----- DATA PROVIDED -----

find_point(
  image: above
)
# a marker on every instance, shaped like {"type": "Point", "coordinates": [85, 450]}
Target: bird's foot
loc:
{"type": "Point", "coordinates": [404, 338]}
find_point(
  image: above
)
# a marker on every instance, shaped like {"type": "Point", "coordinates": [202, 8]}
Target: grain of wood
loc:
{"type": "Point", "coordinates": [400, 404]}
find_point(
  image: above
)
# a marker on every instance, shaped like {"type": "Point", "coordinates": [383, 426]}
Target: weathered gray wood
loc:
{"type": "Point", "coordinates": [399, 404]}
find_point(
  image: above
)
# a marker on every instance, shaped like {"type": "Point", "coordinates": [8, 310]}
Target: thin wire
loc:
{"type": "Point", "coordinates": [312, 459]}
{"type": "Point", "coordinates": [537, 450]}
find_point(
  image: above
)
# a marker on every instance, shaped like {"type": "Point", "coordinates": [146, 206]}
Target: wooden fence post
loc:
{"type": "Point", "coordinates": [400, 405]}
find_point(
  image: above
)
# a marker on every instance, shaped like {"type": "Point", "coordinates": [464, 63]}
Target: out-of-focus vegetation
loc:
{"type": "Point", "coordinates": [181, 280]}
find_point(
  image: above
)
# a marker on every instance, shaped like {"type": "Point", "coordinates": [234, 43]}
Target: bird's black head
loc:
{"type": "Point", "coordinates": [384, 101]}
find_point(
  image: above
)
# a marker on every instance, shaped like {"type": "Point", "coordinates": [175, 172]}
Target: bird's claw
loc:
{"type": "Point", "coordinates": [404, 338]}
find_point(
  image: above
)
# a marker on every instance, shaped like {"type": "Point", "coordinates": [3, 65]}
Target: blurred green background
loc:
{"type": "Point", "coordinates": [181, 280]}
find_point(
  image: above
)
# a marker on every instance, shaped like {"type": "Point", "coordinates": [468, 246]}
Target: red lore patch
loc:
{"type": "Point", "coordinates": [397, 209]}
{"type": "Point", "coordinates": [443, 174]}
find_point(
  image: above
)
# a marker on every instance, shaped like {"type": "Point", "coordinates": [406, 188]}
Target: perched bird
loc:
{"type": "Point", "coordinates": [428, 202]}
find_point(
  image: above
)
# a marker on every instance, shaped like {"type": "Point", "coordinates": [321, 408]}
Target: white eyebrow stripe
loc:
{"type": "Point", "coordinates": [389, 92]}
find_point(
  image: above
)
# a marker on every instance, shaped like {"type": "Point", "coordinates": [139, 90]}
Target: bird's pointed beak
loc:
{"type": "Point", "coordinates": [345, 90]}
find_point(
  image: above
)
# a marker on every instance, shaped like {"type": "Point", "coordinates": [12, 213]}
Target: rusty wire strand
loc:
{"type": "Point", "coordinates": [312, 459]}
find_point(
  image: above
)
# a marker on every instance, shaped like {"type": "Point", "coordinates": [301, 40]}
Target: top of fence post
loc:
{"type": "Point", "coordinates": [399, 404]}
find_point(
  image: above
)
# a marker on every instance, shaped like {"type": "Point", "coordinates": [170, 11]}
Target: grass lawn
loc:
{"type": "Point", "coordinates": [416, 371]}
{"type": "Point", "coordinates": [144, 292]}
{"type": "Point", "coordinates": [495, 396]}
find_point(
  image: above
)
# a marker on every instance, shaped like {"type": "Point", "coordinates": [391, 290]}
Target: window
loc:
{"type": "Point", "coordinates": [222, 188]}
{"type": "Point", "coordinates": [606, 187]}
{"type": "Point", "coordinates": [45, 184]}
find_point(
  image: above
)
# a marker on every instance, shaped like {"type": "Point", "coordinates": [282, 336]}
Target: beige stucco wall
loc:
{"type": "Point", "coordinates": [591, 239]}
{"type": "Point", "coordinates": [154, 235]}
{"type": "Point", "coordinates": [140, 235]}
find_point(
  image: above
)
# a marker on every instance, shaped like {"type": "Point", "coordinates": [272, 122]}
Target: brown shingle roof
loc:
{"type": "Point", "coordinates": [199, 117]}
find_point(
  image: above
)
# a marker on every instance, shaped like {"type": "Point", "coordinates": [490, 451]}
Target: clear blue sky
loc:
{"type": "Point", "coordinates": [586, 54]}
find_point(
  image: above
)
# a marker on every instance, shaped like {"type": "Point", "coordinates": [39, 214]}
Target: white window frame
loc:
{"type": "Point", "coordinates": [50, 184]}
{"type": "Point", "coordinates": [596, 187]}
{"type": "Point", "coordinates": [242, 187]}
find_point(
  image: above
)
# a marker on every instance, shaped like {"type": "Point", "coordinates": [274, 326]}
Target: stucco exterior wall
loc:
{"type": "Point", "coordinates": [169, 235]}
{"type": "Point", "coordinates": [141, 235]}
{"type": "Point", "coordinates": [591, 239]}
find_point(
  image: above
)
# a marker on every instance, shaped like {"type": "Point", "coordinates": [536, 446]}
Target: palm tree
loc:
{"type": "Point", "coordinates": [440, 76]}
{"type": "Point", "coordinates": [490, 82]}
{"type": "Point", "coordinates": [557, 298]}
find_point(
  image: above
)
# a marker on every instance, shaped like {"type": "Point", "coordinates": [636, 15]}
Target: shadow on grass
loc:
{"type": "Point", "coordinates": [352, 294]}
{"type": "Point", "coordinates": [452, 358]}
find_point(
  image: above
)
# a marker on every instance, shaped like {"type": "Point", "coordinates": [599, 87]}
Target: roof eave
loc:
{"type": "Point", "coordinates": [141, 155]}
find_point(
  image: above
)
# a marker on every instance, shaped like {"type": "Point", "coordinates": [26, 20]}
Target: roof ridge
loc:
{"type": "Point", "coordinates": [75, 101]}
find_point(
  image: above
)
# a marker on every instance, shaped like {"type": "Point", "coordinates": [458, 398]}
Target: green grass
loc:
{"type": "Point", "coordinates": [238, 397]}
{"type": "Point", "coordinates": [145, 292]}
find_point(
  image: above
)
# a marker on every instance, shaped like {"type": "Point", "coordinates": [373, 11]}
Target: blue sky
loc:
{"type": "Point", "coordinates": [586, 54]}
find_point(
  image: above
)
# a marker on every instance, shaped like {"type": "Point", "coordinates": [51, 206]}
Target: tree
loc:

-----

* _GOAL_:
Count the lines of the records above that contain the string "stucco", matching case exactly. Give only the number.

* _PROBLEM SOLUTION_:
2